The data should be printed in full, character for character.

*SOURCE DATA:*
***

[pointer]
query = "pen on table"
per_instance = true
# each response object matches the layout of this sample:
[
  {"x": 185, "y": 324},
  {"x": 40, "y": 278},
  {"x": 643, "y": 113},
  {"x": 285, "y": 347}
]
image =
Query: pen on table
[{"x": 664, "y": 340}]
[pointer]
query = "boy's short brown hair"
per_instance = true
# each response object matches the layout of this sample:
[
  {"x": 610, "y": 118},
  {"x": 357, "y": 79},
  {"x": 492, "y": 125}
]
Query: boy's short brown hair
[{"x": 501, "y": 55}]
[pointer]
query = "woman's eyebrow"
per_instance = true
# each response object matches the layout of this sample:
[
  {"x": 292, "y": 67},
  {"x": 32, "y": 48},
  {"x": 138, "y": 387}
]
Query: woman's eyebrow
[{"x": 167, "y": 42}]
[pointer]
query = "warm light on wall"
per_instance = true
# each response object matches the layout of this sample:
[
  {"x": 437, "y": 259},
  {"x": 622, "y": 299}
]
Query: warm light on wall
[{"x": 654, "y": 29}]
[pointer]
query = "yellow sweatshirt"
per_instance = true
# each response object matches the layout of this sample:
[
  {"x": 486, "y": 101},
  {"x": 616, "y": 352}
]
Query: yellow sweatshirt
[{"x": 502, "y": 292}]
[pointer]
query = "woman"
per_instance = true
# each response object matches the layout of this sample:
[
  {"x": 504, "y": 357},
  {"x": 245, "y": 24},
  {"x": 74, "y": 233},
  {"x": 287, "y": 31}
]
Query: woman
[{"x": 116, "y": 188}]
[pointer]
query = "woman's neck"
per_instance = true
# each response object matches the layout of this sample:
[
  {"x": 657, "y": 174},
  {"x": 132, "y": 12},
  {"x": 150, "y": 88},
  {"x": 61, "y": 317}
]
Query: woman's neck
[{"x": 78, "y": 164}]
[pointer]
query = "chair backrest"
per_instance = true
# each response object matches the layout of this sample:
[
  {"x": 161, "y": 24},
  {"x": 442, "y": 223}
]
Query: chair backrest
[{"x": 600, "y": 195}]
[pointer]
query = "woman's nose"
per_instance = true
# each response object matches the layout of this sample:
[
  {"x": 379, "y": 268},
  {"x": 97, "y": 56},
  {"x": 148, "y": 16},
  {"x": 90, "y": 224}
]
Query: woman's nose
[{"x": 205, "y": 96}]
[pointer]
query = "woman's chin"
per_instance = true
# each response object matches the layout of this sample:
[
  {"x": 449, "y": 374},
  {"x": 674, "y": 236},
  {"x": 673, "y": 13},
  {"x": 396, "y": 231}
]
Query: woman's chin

***

*TASK ANSWER:*
[pointer]
query = "pen on table"
per_instance = true
# each response object matches the layout of this sample:
[
  {"x": 185, "y": 324},
  {"x": 40, "y": 278},
  {"x": 643, "y": 113},
  {"x": 285, "y": 347}
]
image =
Query: pen on table
[{"x": 664, "y": 340}]
[pointer]
query = "boy's short brown hair"
per_instance = true
# each response object matches the layout of this sample:
[
  {"x": 610, "y": 118},
  {"x": 357, "y": 79},
  {"x": 492, "y": 125}
]
Query: boy's short brown hair
[{"x": 501, "y": 55}]
[pointer]
query = "woman's eyebrow"
per_instance = true
# each response object matches the layout of this sample:
[
  {"x": 292, "y": 67},
  {"x": 32, "y": 48},
  {"x": 138, "y": 387}
]
Query: woman's eyebrow
[{"x": 167, "y": 42}]
[pointer]
query = "warm light on wall"
per_instance = true
# each response object matches the layout of this sample:
[
  {"x": 437, "y": 259},
  {"x": 622, "y": 299}
]
Query: warm light on wall
[{"x": 654, "y": 29}]
[pointer]
query = "yellow sweatshirt"
per_instance = true
# each response object matches the layout of this sample:
[
  {"x": 486, "y": 101},
  {"x": 616, "y": 352}
]
Query: yellow sweatshirt
[{"x": 502, "y": 292}]
[pointer]
query = "woman"
per_instance = true
# each response object matches the layout of this sample:
[
  {"x": 504, "y": 357},
  {"x": 245, "y": 24},
  {"x": 74, "y": 233},
  {"x": 287, "y": 31}
]
Query: woman
[{"x": 116, "y": 188}]
[pointer]
query = "woman's neck"
per_instance = true
# each response object matches the layout of this sample:
[
  {"x": 657, "y": 174},
  {"x": 132, "y": 12},
  {"x": 150, "y": 88},
  {"x": 61, "y": 317}
]
Query: woman's neck
[{"x": 78, "y": 164}]
[pointer]
query = "chair backrest"
per_instance = true
# each response object matches the layout of this sample:
[
  {"x": 161, "y": 24},
  {"x": 442, "y": 223}
]
Query: chair backrest
[{"x": 600, "y": 195}]
[pointer]
query = "woman's nose"
per_instance = true
# each response object matches the layout of this sample:
[
  {"x": 379, "y": 268},
  {"x": 97, "y": 56},
  {"x": 148, "y": 16},
  {"x": 90, "y": 224}
]
Query: woman's nose
[{"x": 205, "y": 96}]
[pointer]
query = "woman's chin"
per_instance = true
# each response object matches the layout of this sample:
[
  {"x": 449, "y": 374},
  {"x": 674, "y": 236},
  {"x": 673, "y": 13},
  {"x": 396, "y": 231}
]
Query: woman's chin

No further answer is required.